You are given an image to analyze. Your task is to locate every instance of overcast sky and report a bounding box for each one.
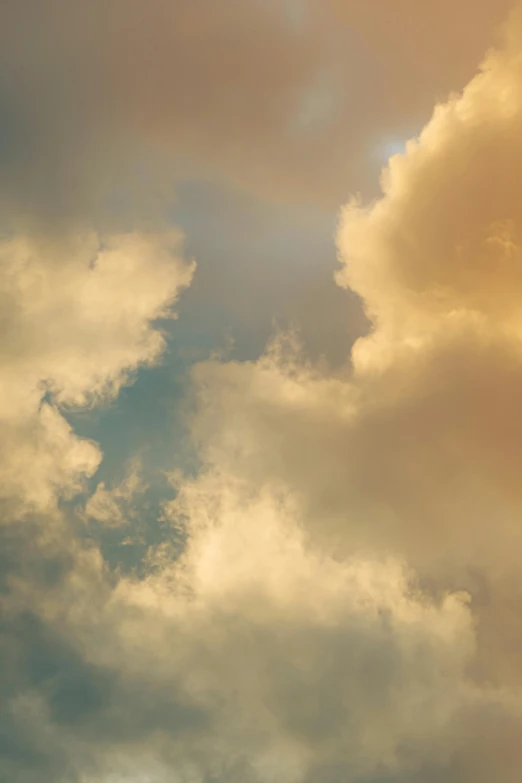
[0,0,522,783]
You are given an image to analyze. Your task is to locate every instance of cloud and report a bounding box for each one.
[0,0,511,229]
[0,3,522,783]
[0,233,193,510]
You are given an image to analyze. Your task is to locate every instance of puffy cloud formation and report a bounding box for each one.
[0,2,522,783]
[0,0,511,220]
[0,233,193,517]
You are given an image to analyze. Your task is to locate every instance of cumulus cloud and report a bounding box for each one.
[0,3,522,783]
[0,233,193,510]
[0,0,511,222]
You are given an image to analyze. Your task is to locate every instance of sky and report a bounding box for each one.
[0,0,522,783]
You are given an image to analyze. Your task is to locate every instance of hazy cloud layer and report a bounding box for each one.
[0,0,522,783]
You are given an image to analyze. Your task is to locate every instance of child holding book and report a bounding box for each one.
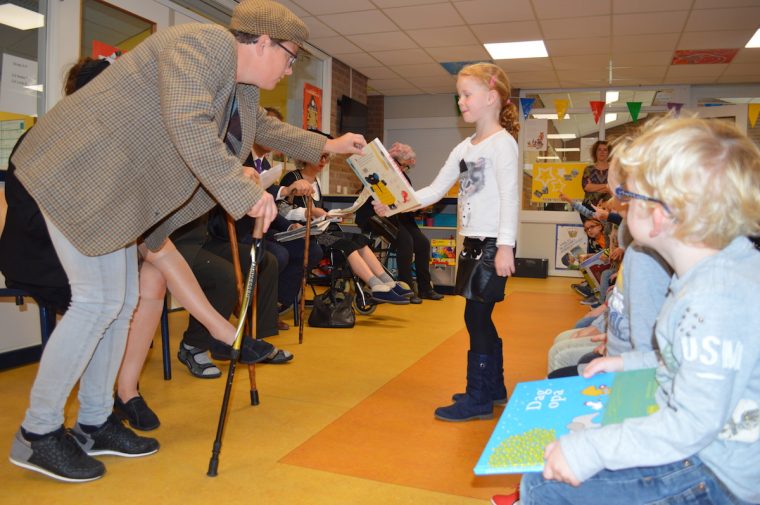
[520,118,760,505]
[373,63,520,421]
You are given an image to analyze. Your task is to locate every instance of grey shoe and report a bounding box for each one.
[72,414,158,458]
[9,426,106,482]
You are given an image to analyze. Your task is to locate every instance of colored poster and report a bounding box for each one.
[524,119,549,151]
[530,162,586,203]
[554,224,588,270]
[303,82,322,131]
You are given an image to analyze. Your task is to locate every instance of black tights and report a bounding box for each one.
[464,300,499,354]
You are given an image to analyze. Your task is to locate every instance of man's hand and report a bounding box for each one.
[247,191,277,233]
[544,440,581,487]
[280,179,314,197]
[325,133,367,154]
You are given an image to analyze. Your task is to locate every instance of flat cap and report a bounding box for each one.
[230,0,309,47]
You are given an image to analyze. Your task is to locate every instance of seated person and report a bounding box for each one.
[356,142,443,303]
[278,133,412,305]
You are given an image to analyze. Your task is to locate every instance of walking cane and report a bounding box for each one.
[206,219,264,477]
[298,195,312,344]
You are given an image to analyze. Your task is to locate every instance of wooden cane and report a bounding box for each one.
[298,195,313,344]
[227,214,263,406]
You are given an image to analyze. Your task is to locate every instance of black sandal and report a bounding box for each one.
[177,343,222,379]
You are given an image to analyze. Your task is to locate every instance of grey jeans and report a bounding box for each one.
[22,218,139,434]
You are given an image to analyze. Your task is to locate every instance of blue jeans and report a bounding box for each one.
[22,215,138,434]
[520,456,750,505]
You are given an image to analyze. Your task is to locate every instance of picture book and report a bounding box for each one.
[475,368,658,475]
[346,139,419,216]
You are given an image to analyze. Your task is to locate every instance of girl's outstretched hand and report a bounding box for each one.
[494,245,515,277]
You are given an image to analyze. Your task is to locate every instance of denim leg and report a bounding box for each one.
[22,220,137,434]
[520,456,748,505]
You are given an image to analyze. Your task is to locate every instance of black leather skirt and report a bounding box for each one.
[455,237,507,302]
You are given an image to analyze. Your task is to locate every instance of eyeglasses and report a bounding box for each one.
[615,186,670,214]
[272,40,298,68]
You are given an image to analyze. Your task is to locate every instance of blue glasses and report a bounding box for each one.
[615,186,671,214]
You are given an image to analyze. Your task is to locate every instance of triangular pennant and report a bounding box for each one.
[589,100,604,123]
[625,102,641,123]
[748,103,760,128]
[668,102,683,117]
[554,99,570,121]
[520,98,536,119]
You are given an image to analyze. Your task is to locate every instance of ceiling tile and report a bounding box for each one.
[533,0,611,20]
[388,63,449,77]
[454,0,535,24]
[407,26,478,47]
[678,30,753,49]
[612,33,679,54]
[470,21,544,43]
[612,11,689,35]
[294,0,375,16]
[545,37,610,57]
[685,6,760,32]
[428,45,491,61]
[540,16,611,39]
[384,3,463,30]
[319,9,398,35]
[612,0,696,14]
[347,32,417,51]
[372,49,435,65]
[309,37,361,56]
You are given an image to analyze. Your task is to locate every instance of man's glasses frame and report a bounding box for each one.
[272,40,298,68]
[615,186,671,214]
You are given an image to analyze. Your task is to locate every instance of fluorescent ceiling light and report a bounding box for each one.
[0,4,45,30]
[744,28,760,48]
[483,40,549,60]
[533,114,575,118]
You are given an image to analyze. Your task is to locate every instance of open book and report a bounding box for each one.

== == ==

# Given request
Output the full listing above as a numbered list, one line per item, with blank lines skipped and the pictures left out.

# Output below
1. You are given an image to analyze. Your task is to locate every instance of overcast sky and report a bounding box for each one.
2. [0,0,522,783]
3. You are given an image to analyze. Your task is to locate every instance of cloud and report a bounding box for each one.
4. [0,0,511,229]
5. [0,3,522,783]
6. [0,233,193,510]
7. You are given an image to analyze. Your task is to locate every instance of puffy cloud formation and report a bounding box for each one.
8. [0,2,522,783]
9. [0,0,511,220]
10. [0,233,193,517]
11. You are given an image to analyze. Your task is to locate every instance of cumulus cloud and report a bounding box for each one.
12. [0,3,522,783]
13. [0,233,193,510]
14. [0,0,511,222]
15. You are given an image to analyze. Your task is to locate every instance of sky and report a bounding box for each one.
16. [0,0,522,783]
17. You are given an image to analyze. Your task is to locate every instance of hazy cloud layer and report a bounding box for each one.
18. [0,0,522,783]
19. You are given an image to analyze. Your task is to locate every instance of child holding book and report a bounding box for each one.
20. [520,118,760,505]
21. [373,63,520,421]
22. You are given an image to analyze. Your task is to locate every instance of grey shoe and report a bounding box for each one.
23. [72,414,158,458]
24. [9,426,106,482]
25. You are given an image to analyze. Your task is to locate every instance of colored poster and report a bounding box for each one.
26. [524,119,549,151]
27. [530,162,586,203]
28. [554,224,588,270]
29. [303,82,322,131]
30. You are given an image to analyze. Your task is to locate every instance of black tights and report a bounding box for each one.
31. [464,300,499,354]
32. You are given an image to analyze. Your task is to locate every instance of man's hand and report a bounding box for each one.
33. [247,191,277,233]
34. [544,440,581,487]
35. [280,179,314,197]
36. [325,133,367,154]
37. You are given an image to analyze. Your task is to locate every instance of flat cap and report a bounding box for each one.
38. [230,0,309,47]
39. You are given an image to analyze. Your task is to locate every instance of seated person and report a bounding box for each one.
40. [356,142,443,303]
41. [278,133,412,305]
42. You are given an image to analyze. Your task is to locate every instance of walking cane and report a bounding box for each one.
43. [206,219,264,477]
44. [298,195,312,344]
45. You are given an image to analyze. Your task is to locate every instance of wooden cane and report a bounding box for each one.
46. [298,195,313,344]
47. [227,214,263,406]
48. You are given an image to analyze. Your task is to locate every instance of black sandal and report a bounding box for each one.
49. [177,343,222,379]
50. You are given an image to analyze. Your task is to locate every instance of grey jeans and report a bounding box for each one.
51. [22,218,139,434]
52. You are given an image to analyze. Your task is to locate every instance of blue jeans and report a bounding box for each one.
53. [22,215,138,434]
54. [520,456,750,505]
55. You are given an image to analyze. Your task is to locate every instance of picture book and report a bounding box for each one.
56. [475,368,658,475]
57. [346,139,419,216]
58. You are given an image to analyze. Your task is to locate every instance of girl's outstretched hand and report a bounding box for each one.
59. [494,245,515,277]
60. You are given an image to analyze. Your task is to locate every instance of denim leg and report a bounding box for each one.
61. [22,220,137,434]
62. [520,456,748,505]
63. You are given an image to analyze. Your task is to locate every instance of black leather skirt and report a bounding box for each one.
64. [455,237,507,302]
65. You are given an image to analyze. Your task is to locate every instance of eyeglasses and report a bounding box for each one.
66. [615,186,670,214]
67. [272,40,298,68]
68. You are given an image to analyze. Your task is to locate every instance of blue glasses and report a bounding box for each one.
69. [615,186,671,214]
70. You are given an image to analyze. Your task is to locate every instance of triangular pennant and report a bounding box for each one.
71. [589,100,604,123]
72. [625,102,641,123]
73. [748,103,760,128]
74. [668,102,683,117]
75. [554,99,570,121]
76. [520,98,536,119]
77. You are given an image to analyze. Your task is to locate every instance of ceiling tile and report a bounding box for each one.
78. [533,0,611,20]
79. [388,63,449,77]
80. [454,0,535,24]
81. [407,26,478,47]
82. [678,30,753,49]
83. [612,33,679,54]
84. [470,21,544,43]
85. [612,11,689,35]
86. [294,0,375,16]
87. [545,37,610,57]
88. [685,6,760,32]
89. [428,45,491,61]
90. [540,16,611,39]
91. [384,3,463,30]
92. [319,9,398,35]
93. [612,0,696,14]
94. [347,32,417,51]
95. [372,49,435,65]
96. [309,37,361,56]
97. You are given an image to analyze. Your task is to locate every instance of man's glasses frame and report a bounding box for each one.
98. [272,40,298,68]
99. [615,186,671,214]
100. You are given an image to analyze. Your task is to locate every instance of fluorescent ceiling light and report a bounding box for each one.
101. [0,4,45,30]
102. [744,28,760,48]
103. [483,40,549,60]
104. [533,114,575,118]
105. You are given an image to analyze. Your task is to locate every instance of open book and report a bounding box for each one.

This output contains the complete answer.